━━ Working data

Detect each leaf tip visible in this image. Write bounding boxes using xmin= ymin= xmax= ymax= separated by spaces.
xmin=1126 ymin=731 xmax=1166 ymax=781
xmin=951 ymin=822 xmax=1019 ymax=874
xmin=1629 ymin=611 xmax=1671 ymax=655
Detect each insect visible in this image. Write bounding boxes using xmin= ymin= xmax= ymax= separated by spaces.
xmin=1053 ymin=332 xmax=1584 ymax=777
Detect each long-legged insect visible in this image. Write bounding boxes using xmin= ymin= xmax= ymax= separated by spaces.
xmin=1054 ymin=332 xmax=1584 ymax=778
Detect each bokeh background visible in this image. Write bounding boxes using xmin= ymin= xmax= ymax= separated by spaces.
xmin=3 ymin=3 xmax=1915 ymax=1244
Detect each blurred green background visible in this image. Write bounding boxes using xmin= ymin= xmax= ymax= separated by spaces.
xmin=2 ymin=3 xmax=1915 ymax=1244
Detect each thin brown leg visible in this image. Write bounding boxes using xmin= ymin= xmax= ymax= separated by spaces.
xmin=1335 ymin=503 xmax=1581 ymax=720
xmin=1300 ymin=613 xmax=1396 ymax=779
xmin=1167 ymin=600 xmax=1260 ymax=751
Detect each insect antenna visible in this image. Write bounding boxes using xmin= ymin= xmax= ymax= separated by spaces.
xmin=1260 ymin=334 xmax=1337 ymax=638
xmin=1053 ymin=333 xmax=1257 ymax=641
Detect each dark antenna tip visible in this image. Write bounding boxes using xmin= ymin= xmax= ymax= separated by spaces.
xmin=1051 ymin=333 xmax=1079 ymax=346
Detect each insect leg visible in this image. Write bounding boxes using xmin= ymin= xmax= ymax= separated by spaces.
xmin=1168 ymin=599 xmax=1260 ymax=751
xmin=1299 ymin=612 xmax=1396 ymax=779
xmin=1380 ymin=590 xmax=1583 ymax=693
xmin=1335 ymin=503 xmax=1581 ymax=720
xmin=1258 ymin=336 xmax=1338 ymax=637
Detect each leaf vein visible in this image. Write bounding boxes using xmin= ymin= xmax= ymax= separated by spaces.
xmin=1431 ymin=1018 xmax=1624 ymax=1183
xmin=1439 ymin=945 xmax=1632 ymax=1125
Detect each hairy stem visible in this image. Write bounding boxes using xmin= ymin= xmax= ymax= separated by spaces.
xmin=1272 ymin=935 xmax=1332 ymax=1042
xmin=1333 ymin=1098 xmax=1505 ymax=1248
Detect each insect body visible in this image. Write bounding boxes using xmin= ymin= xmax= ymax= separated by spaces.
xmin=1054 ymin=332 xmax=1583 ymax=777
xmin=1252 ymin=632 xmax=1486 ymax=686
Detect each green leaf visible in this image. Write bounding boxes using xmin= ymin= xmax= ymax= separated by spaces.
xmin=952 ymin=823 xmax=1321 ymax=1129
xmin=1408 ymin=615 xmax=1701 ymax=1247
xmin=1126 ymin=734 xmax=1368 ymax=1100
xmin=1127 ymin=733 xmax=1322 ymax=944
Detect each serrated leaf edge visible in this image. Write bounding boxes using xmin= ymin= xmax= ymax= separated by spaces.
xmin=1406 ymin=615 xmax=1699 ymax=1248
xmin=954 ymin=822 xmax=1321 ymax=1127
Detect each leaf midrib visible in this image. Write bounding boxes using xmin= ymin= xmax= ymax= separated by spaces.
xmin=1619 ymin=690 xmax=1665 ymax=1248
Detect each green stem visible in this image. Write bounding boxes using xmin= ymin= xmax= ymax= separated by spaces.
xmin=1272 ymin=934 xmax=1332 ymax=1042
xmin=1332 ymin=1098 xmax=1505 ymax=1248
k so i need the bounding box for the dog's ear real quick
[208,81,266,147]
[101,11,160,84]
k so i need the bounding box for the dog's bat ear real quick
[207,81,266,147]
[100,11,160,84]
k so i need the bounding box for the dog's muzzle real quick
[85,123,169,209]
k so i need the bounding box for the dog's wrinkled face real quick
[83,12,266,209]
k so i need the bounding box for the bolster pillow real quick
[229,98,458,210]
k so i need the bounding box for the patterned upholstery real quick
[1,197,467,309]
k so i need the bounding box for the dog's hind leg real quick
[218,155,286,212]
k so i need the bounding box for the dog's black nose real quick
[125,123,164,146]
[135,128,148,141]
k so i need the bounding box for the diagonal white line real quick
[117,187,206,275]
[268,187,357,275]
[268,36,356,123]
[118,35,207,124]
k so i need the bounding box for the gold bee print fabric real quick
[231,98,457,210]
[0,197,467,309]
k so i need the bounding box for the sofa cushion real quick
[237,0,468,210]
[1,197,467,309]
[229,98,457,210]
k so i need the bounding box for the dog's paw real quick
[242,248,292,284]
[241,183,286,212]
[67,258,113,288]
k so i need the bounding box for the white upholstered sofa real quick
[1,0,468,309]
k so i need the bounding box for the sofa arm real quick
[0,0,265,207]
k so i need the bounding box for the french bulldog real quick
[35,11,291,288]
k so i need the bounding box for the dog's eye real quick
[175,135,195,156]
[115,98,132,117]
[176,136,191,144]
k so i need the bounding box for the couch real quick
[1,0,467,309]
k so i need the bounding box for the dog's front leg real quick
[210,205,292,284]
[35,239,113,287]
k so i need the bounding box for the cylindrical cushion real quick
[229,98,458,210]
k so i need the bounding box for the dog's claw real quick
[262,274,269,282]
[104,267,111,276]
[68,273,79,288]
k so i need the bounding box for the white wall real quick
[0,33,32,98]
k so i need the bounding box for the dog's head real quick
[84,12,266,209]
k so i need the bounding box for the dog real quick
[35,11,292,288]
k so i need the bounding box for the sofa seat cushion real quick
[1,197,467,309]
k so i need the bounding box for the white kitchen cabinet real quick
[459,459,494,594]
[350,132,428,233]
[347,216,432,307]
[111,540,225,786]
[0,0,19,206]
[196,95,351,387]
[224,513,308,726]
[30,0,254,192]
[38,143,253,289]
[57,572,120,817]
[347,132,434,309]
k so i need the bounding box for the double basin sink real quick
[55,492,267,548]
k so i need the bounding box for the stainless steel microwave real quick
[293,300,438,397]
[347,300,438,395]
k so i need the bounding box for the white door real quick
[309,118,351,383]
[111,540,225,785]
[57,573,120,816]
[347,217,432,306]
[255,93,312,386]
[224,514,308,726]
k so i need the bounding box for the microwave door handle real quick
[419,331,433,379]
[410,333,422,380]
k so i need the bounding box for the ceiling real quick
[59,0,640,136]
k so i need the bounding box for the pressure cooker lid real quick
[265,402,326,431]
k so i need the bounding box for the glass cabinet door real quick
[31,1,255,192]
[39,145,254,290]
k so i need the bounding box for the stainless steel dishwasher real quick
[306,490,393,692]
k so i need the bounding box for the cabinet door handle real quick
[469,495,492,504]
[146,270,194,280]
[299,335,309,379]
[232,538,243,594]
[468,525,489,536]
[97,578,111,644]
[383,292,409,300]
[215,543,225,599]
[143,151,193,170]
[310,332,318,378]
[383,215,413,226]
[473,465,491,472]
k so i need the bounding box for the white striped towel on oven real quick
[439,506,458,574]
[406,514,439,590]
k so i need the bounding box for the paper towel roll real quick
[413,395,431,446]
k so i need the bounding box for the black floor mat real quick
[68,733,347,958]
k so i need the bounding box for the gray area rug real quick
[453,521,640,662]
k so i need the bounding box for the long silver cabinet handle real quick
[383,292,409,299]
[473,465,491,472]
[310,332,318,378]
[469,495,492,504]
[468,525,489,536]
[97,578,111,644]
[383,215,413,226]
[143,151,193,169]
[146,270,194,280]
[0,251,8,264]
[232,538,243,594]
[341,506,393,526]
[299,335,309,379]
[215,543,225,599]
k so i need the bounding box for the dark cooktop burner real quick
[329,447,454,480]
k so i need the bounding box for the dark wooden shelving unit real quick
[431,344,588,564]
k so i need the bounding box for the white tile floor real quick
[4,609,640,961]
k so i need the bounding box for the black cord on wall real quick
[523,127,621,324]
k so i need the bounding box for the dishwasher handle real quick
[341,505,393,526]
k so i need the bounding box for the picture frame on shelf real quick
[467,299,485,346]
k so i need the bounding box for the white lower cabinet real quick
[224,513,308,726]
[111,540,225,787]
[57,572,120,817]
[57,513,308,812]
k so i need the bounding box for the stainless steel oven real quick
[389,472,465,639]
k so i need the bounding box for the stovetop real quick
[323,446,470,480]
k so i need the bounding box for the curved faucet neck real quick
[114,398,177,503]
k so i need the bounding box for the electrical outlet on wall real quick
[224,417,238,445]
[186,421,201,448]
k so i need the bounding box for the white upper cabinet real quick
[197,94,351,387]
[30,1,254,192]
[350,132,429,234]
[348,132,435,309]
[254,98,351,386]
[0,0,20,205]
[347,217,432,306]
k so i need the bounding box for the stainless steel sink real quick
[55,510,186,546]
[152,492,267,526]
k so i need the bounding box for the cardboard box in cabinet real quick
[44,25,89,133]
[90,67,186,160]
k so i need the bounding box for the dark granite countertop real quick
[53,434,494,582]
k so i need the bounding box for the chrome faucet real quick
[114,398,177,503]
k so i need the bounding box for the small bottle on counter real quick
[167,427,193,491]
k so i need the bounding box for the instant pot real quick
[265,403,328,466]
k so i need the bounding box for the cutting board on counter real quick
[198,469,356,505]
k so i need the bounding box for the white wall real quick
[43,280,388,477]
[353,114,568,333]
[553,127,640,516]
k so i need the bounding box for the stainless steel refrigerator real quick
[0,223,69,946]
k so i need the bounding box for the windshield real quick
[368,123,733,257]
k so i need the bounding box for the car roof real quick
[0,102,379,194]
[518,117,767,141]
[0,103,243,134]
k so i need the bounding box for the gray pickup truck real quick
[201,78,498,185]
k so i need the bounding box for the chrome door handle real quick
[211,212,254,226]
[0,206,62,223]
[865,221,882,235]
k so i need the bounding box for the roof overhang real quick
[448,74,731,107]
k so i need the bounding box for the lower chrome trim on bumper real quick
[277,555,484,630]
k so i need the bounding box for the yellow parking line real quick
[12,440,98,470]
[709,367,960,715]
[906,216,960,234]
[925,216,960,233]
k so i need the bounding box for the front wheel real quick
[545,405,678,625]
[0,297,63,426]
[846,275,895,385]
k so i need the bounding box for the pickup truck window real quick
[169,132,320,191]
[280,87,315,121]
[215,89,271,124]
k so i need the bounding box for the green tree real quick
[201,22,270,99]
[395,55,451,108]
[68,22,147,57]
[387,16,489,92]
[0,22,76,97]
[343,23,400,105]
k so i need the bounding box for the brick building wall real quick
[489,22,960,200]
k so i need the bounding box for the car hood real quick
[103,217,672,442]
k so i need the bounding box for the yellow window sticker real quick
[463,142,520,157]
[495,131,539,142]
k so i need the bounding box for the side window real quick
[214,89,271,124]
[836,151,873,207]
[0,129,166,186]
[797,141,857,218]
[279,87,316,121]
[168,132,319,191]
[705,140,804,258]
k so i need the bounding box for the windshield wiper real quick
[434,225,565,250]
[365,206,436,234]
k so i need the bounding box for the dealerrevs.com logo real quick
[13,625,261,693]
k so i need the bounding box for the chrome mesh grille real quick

━━━━

Lines from the one containing "k so i need the bounding box for the pickup" through the final line of the entries are the only ones to print, and each must match exactly.

k so i need the bounding box for the pickup truck window real quick
[169,132,320,191]
[280,87,315,121]
[215,89,271,124]
k so i need the bounding box for the green tree real quick
[201,22,270,99]
[395,55,451,108]
[68,22,147,57]
[387,16,489,92]
[0,22,76,97]
[343,23,400,105]
k so i need the bounding box for the brick building wall real quick
[489,22,960,200]
k so i need the bounding box for the car hood real quick
[103,217,672,442]
k so i need the bounding box for the yellow window sticker real quick
[463,142,520,157]
[495,131,539,142]
k so i need the bounding box for the side window real quick
[214,89,271,124]
[836,151,873,207]
[0,129,166,186]
[797,141,857,218]
[279,87,316,121]
[168,132,319,191]
[705,140,804,258]
k so i need the bounding box for the windshield wiper real quick
[434,225,565,250]
[365,206,436,234]
k so i need the bounding box for the dealerrevs.com logo real quick
[13,625,261,693]
k so i need the bounding box for the chrome mesh grille real quick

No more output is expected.